-- Start of Data excerpts --
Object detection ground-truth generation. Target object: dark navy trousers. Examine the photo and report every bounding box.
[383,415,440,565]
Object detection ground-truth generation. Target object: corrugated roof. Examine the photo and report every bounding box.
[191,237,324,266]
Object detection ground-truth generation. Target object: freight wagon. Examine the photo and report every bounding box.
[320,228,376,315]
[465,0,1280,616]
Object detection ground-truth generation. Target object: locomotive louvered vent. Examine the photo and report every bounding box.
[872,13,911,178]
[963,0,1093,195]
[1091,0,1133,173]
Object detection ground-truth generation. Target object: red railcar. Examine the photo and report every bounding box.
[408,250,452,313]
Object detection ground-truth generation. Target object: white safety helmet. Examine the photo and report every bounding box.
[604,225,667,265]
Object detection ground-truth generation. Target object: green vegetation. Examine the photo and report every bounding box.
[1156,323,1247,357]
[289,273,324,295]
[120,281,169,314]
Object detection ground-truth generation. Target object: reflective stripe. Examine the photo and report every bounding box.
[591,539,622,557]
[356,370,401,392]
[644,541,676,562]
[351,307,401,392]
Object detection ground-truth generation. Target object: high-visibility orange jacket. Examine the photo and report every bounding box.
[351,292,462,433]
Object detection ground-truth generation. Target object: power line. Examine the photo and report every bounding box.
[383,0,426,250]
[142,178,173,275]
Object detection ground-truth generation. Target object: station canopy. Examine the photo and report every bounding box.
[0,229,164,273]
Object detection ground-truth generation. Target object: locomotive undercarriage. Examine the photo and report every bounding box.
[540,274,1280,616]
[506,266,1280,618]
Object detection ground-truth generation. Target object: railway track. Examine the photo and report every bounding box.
-- End of Data excerpts --
## What to produce
Pick out every line of the listing above that contains the word "locomotive", and copy each one in full.

## Expected answer
Object detection ground-truth generation. Target object: locomotive louvered vent. Examine the photo and report every bounding box.
Object detection ground-truth generation. Target object: locomotive undercarriage. Examine the photo and report every bounding box.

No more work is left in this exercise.